- **WHAT YOU SHOULD DO**
Where the records below reach the line containing "of the winding", start transcribing, and end with the line containing "of the grassy", exactly and with nothing else added.

##### SUPPLIED RECORDS

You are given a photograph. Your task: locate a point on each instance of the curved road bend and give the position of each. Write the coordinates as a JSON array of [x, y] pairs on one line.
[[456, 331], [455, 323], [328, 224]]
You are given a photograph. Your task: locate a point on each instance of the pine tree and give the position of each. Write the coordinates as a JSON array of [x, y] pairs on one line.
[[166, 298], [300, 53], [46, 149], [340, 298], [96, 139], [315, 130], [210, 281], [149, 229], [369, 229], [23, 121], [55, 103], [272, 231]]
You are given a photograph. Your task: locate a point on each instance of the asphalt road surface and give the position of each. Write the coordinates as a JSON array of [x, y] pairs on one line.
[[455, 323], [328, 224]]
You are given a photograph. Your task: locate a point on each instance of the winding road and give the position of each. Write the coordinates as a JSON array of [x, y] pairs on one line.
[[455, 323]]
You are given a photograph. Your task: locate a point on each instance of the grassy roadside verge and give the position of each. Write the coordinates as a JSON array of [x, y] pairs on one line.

##########
##### SUPPLIED RECORDS

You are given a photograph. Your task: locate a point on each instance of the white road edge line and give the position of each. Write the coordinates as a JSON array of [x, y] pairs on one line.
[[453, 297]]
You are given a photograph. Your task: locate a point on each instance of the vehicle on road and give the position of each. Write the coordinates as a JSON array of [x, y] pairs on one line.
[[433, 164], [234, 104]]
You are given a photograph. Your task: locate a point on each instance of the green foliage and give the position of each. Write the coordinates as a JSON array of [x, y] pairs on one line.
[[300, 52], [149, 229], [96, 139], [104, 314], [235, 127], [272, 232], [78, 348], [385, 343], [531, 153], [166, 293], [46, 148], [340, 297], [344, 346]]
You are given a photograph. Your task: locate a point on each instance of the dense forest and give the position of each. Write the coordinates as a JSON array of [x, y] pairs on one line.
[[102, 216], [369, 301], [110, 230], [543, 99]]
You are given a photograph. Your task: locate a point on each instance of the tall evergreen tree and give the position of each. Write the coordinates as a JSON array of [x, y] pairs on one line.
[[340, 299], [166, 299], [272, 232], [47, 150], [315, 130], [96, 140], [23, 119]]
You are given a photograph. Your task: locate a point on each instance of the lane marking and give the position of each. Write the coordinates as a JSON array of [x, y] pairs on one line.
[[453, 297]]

##########
##### SUPPLIED RECORDS

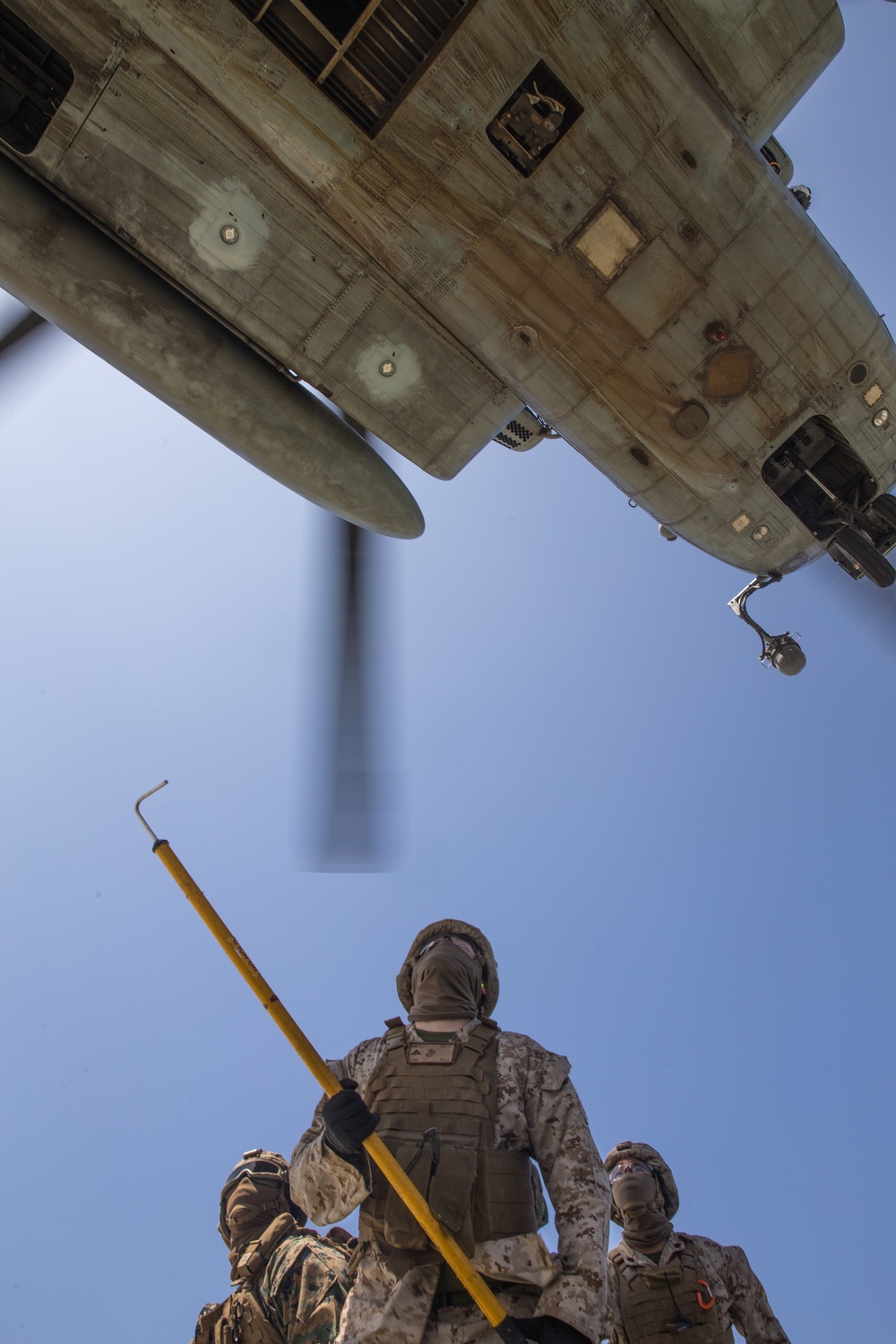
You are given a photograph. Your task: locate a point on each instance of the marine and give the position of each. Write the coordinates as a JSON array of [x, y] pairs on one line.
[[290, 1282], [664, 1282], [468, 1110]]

##########

- **RESPONSE TO THIS EXERCISE**
You are given a photograph. Your task: locate a point on each instance of the winding road and give the position of each. Write the coordinates as a JSON array of [x, y] pairs on one line.
[[455, 323]]
You are given a photograph. Your task: locate a point on each instance of the grassy roadside verge and give the position of each. Write the coordinates as a JSON array of [x, y] pairs on one line.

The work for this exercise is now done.